--- SET TASK A ---
In the State v. McDaniel opinion, what did the prisoner strike Mary Boyd with after entering the house?
--- SET TASK B ---
Rewrite the stretch of the records from the line containing "point: red knee-high" through the end of the records as a numbered list, leaving out blank lines.

--- PASSAGE GIVEN ---
State v. McDaniel

Decision Date30 June 1864
Citation60 N.C. 245,1 Win. 249
CourtNorth Carolina Supreme Court
PartiesTHE STATE v. WESLEY McDANIEL.
OPINION TEXT STARTS HERE

If a man breaks and enters into a dwelling house by night with intent to commit a felony, the crime of burglary is consummated, though after entering the house he desists from an attempt to commit the felony, through fear or because he is resisted.

The intent to commit a felony may appear from antecedent circumstances, and if there be a forcible entry into the house in the night, the intent so appearing, it is burglary.

This was an indictment for burglariously breaking and entering a dwelling house with intent to commit a rape, tried before French, Judge, at Spring Term, 1864, of Montgomery Superior Court.

Mary Boyd, the prosecutrix, testified that in the month of August last, about one or two hours before day, she was asleep in the house of her sister-in-law, in Montgomery County, and was waked by the noise of some one throwing something against the door and window; she got up and found the prisoner at the window, she asked him what he wanted? he answered, “something good,” and got down from the window and went to the back door and broke it open, entered the house, struck her violently with a water bucket, placed his hands across her breast and threw her down. She resisted as far as she was able. A child of her sister, about nine years of age, struck at the prisoner with a stick, and the witness called to him to go to a neighbor's for help. As the child went off, the prisoner got off the person of the witness and left the house. The prisoner did not, when he first laid hands on her, or after he had thrown her down, attempt to raise her dress.

One witness testified that the prisoner was between sixteen and seventeen years of age. Another, that he was between eighteen and nineteen. There was other evidence on the part of the State in confirmation of the testimony of the prosecutrix.

(Data records)
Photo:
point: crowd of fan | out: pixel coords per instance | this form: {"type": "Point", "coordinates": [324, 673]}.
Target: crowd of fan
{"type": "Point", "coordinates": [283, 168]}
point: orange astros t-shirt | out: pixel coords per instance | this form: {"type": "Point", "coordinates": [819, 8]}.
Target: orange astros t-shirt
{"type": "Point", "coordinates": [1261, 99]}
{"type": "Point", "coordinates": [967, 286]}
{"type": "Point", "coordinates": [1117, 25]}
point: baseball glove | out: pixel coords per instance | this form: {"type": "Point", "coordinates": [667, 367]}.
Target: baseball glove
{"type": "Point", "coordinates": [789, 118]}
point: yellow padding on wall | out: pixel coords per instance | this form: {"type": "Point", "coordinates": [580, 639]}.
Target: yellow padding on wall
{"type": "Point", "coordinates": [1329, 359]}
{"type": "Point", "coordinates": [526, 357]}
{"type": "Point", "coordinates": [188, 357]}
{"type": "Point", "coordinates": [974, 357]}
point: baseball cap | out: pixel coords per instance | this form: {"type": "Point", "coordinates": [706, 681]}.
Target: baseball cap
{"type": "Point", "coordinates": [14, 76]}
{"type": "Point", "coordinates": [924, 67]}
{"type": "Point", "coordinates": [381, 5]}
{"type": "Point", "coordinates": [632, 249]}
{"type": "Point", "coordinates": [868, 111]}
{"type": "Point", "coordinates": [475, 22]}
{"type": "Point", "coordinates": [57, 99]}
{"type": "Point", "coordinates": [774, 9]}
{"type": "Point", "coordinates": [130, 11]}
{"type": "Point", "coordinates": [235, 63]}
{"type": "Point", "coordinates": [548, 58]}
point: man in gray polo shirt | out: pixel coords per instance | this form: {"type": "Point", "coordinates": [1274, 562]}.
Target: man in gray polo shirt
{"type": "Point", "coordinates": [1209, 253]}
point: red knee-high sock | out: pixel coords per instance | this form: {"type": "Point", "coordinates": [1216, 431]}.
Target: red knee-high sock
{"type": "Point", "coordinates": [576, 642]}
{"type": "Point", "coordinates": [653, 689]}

--- COMPLETE ANSWER A ---
A water bucket.

--- COMPLETE ANSWER B ---
1. point: red knee-high sock | out: pixel coords per instance | this form: {"type": "Point", "coordinates": [1216, 431]}.
2. Target: red knee-high sock
3. {"type": "Point", "coordinates": [576, 642]}
4. {"type": "Point", "coordinates": [653, 689]}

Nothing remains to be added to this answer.